Image segmentation entries:
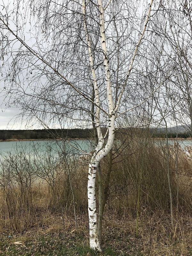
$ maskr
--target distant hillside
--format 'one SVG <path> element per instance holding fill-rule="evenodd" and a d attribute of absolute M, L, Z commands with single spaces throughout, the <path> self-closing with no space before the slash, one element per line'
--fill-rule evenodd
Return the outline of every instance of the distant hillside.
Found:
<path fill-rule="evenodd" d="M 57 138 L 90 138 L 93 136 L 89 129 L 51 129 L 33 130 L 0 130 L 0 140 L 41 140 Z"/>
<path fill-rule="evenodd" d="M 150 129 L 151 133 L 154 132 L 154 128 Z M 103 128 L 103 133 L 106 131 L 106 128 Z M 145 129 L 144 128 L 144 130 Z M 135 129 L 125 128 L 117 132 L 130 133 L 130 134 L 135 134 L 141 130 L 143 131 L 143 128 Z M 168 128 L 168 136 L 169 138 L 176 137 L 177 128 L 176 126 Z M 187 126 L 178 127 L 178 137 L 187 138 L 191 137 L 188 127 Z M 117 135 L 118 136 L 118 135 Z M 153 137 L 164 137 L 166 136 L 166 131 L 164 128 L 158 128 L 155 130 Z M 63 139 L 92 139 L 94 138 L 92 129 L 45 129 L 33 130 L 0 130 L 0 140 L 46 140 L 52 139 L 57 138 Z"/>
<path fill-rule="evenodd" d="M 175 138 L 177 136 L 177 131 L 178 137 L 179 138 L 187 138 L 191 137 L 189 125 L 178 125 L 168 127 L 167 128 L 168 137 L 169 138 Z M 165 136 L 166 133 L 165 128 L 158 128 L 156 130 L 155 128 L 151 128 L 150 131 L 152 133 L 155 131 L 154 136 L 157 137 Z"/>

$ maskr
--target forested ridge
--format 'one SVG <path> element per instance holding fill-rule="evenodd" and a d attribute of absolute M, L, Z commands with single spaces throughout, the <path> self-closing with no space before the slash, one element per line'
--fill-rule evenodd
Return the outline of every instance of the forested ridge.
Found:
<path fill-rule="evenodd" d="M 33 130 L 0 130 L 0 140 L 42 140 L 56 138 L 89 139 L 90 129 L 45 129 Z"/>
<path fill-rule="evenodd" d="M 105 130 L 103 128 L 103 132 Z M 144 128 L 135 129 L 126 129 L 117 131 L 118 133 L 129 133 L 135 136 L 140 133 L 141 131 L 144 131 Z M 151 136 L 154 138 L 165 138 L 166 134 L 162 130 L 159 130 L 154 132 L 154 130 L 150 131 Z M 190 137 L 187 131 L 180 132 L 177 135 L 176 133 L 170 132 L 168 137 L 170 138 L 187 138 Z M 90 139 L 94 138 L 93 132 L 91 129 L 75 128 L 73 129 L 37 129 L 33 130 L 0 130 L 0 140 L 52 140 L 61 138 L 62 139 Z"/>

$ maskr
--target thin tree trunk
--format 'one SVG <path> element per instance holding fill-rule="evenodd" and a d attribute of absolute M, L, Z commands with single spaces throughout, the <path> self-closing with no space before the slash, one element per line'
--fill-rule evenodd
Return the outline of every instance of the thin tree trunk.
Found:
<path fill-rule="evenodd" d="M 177 130 L 177 124 L 176 119 L 176 125 L 177 126 L 177 134 L 176 135 L 176 139 L 177 139 L 177 147 L 175 150 L 175 172 L 176 172 L 176 179 L 177 180 L 177 206 L 176 209 L 176 219 L 177 222 L 175 227 L 175 230 L 173 235 L 173 238 L 174 238 L 176 234 L 177 228 L 177 220 L 178 219 L 178 213 L 179 212 L 179 173 L 178 172 L 178 143 L 177 140 L 177 136 L 178 135 Z"/>
<path fill-rule="evenodd" d="M 139 229 L 139 218 L 140 212 L 140 200 L 141 196 L 141 181 L 143 177 L 143 165 L 144 163 L 144 158 L 146 152 L 146 148 L 147 147 L 147 137 L 145 140 L 145 148 L 143 150 L 143 152 L 142 156 L 142 160 L 141 162 L 141 171 L 140 173 L 139 185 L 138 185 L 138 194 L 137 196 L 137 218 L 136 219 L 136 232 L 135 236 L 137 237 L 138 235 Z"/>
<path fill-rule="evenodd" d="M 102 242 L 102 222 L 103 221 L 103 184 L 102 175 L 100 167 L 97 167 L 99 183 L 99 218 L 98 220 L 98 236 L 100 244 Z"/>
<path fill-rule="evenodd" d="M 169 145 L 168 144 L 168 134 L 167 132 L 167 122 L 164 119 L 165 124 L 166 128 L 166 147 L 167 148 L 166 152 L 166 164 L 167 170 L 167 178 L 168 179 L 168 183 L 169 185 L 169 196 L 170 197 L 170 210 L 171 211 L 171 227 L 172 231 L 174 230 L 174 226 L 173 223 L 173 200 L 172 197 L 172 191 L 171 188 L 171 178 L 170 176 L 170 169 L 169 168 Z"/>
<path fill-rule="evenodd" d="M 71 182 L 71 170 L 70 170 L 70 167 L 69 165 L 68 160 L 67 159 L 67 157 L 66 157 L 66 156 L 65 156 L 65 161 L 66 161 L 67 165 L 67 168 L 68 169 L 68 174 L 69 177 L 69 184 L 70 185 L 70 188 L 71 188 L 71 190 L 72 196 L 73 197 L 73 211 L 74 212 L 74 216 L 75 216 L 75 228 L 76 230 L 78 230 L 78 225 L 77 225 L 77 215 L 76 211 L 76 201 L 75 197 L 75 195 L 74 194 L 74 191 L 73 190 L 73 186 L 72 186 L 72 182 Z"/>
<path fill-rule="evenodd" d="M 92 162 L 92 159 L 91 163 Z M 89 164 L 88 173 L 87 193 L 88 212 L 89 220 L 90 247 L 94 250 L 101 251 L 98 237 L 97 221 L 95 198 L 95 179 L 98 163 Z"/>
<path fill-rule="evenodd" d="M 106 202 L 108 198 L 108 190 L 109 184 L 110 179 L 110 174 L 111 172 L 111 168 L 112 167 L 112 152 L 111 151 L 109 154 L 109 162 L 108 163 L 108 171 L 105 182 L 105 188 L 104 188 L 104 193 L 103 193 L 102 184 L 101 185 L 100 185 L 100 183 L 101 182 L 102 182 L 101 174 L 100 171 L 99 171 L 98 170 L 98 171 L 99 184 L 99 195 L 100 196 L 100 201 L 99 201 L 99 221 L 98 223 L 98 235 L 100 244 L 101 244 L 102 241 L 103 218 L 103 213 L 104 213 L 104 210 L 105 209 L 105 206 Z M 99 177 L 100 176 L 100 177 Z"/>
<path fill-rule="evenodd" d="M 105 210 L 105 207 L 108 199 L 108 191 L 109 189 L 109 184 L 110 180 L 110 175 L 112 168 L 112 160 L 113 155 L 112 152 L 110 152 L 109 156 L 109 162 L 108 164 L 108 167 L 107 176 L 105 182 L 105 187 L 103 194 L 103 201 L 102 215 L 103 214 Z"/>

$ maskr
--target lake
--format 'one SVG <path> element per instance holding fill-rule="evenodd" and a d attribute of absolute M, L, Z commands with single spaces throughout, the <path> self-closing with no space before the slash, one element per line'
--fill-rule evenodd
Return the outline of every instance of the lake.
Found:
<path fill-rule="evenodd" d="M 157 144 L 165 143 L 165 140 L 158 140 Z M 184 149 L 186 146 L 192 146 L 192 140 L 178 140 L 182 148 Z M 173 145 L 176 141 L 169 140 L 169 143 Z M 12 141 L 0 142 L 0 152 L 1 154 L 11 153 L 14 154 L 19 152 L 25 152 L 27 155 L 34 153 L 35 151 L 38 154 L 43 154 L 46 151 L 51 152 L 53 154 L 57 155 L 58 151 L 66 152 L 69 155 L 86 154 L 89 153 L 94 148 L 93 141 L 78 140 L 21 140 Z"/>
<path fill-rule="evenodd" d="M 53 155 L 57 154 L 58 152 L 65 152 L 70 155 L 82 155 L 90 153 L 93 147 L 91 141 L 83 140 L 1 141 L 0 152 L 2 154 L 14 154 L 22 152 L 28 155 L 35 151 L 39 154 L 47 151 L 51 152 Z"/>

* [Directions for this task]: Copy the material from its start through the line that contains "150 129 L 151", replacing "hillside" with "slope" and changing nothing else. Leave the picture out.

* [Full output]:
$ maskr
--target distant slope
--format 'one SVG <path> element per instance holding fill-rule="evenodd" and a d attribute of absolute M, L, Z commands with single spaces throughout, the <path> self-closing with no space before the slash, one element per line'
--fill-rule evenodd
Return the outline of every instance of the distant slope.
Found:
<path fill-rule="evenodd" d="M 57 138 L 90 138 L 93 136 L 89 129 L 51 129 L 33 130 L 0 130 L 0 140 L 41 140 Z"/>
<path fill-rule="evenodd" d="M 150 129 L 151 133 L 154 132 L 154 128 Z M 103 128 L 103 133 L 106 131 L 106 128 Z M 145 129 L 144 128 L 144 130 Z M 135 129 L 125 128 L 117 132 L 130 133 L 130 134 L 135 134 L 141 130 L 143 131 L 143 128 Z M 168 128 L 168 136 L 169 138 L 176 137 L 177 128 L 176 126 Z M 187 126 L 178 127 L 178 137 L 187 138 L 191 137 L 188 127 Z M 117 135 L 118 136 L 118 135 Z M 153 137 L 164 137 L 166 136 L 166 131 L 164 128 L 158 128 L 155 130 Z M 63 139 L 92 139 L 94 138 L 92 129 L 45 129 L 33 130 L 0 130 L 0 140 L 46 140 L 52 139 L 57 138 Z"/>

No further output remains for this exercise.